> [PROBLEM TO SOLVE]: Collect each line of the listing below that contains the string "every", and copy those lines out in full.

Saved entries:
================================

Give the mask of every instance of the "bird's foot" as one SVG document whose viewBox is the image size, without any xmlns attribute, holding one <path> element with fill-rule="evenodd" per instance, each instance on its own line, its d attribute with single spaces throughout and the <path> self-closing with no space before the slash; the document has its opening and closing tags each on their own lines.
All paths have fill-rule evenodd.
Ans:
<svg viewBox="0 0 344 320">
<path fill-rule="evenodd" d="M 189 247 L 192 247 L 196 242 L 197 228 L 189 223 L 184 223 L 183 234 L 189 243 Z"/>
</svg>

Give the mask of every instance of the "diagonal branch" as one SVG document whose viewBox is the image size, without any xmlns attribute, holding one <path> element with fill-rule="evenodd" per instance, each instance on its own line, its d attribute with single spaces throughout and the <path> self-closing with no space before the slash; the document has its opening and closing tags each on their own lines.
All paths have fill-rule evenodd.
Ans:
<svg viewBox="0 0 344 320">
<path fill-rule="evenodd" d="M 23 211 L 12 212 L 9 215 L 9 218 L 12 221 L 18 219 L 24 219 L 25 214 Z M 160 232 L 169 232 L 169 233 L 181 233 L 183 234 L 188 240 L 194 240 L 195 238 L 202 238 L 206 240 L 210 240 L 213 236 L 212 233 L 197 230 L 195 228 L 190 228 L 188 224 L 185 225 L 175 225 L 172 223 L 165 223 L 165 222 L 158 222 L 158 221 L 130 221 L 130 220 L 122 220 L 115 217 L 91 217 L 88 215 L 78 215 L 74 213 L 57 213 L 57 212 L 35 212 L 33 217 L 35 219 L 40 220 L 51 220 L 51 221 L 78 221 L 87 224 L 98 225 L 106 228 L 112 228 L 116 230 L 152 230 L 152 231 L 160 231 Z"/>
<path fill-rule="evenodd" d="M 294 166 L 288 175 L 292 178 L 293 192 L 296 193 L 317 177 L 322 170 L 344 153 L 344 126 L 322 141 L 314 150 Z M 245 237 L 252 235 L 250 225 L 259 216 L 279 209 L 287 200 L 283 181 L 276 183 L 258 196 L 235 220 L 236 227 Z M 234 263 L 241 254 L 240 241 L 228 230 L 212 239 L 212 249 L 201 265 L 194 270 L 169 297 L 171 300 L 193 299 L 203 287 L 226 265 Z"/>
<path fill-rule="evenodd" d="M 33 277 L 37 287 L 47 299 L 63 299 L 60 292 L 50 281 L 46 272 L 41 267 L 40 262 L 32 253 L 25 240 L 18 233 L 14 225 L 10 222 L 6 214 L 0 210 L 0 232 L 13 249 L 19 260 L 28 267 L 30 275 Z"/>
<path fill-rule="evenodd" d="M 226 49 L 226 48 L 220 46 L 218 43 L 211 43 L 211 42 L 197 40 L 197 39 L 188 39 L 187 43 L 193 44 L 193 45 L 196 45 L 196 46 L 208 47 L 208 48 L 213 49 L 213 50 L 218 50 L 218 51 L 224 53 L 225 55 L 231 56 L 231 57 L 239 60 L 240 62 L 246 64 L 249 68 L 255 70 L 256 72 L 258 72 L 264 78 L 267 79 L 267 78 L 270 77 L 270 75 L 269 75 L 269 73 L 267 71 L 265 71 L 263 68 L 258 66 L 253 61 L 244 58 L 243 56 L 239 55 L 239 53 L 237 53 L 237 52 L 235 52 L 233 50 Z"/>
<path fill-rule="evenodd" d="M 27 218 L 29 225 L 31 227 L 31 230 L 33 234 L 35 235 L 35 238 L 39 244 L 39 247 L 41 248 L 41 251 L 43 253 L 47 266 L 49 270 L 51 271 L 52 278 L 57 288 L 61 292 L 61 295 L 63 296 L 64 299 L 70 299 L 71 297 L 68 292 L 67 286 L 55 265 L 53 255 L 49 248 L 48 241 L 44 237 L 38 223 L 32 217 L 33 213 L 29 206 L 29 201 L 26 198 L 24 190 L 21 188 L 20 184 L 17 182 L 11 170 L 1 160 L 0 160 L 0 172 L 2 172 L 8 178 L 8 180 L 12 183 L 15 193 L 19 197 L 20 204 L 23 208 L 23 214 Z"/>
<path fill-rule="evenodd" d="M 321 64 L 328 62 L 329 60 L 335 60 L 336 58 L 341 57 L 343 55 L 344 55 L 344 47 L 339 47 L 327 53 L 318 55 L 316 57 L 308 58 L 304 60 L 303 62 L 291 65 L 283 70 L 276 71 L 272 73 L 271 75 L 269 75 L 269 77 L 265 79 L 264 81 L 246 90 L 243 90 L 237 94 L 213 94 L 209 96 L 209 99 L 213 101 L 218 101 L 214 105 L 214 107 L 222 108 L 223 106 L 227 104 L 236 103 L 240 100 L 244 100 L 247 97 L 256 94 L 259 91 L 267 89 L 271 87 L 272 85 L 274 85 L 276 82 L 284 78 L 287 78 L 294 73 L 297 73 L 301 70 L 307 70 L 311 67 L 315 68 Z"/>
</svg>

================================

> [ANSWER BELOW]:
Give the mask of every instance of the "bird's foot" as one SVG document whose viewBox is the image size, without any xmlns attribute, holding one <path> element with fill-rule="evenodd" per instance, each instance on its own line, its d attribute with single spaces throughout and the <path> self-closing with no space before the slash; the document has its opening and closing tags each on their own lines.
Give the mask of every instance of the "diagonal branch" as one SVG document whose viewBox is the image size, without any xmlns attribute, holding one <path> element with fill-rule="evenodd" per instance, each instance on its own line, its d attribute with single spaces throughout and the <path> self-closing with no space before the slash; the document has its opening and closing tags each on their own lines.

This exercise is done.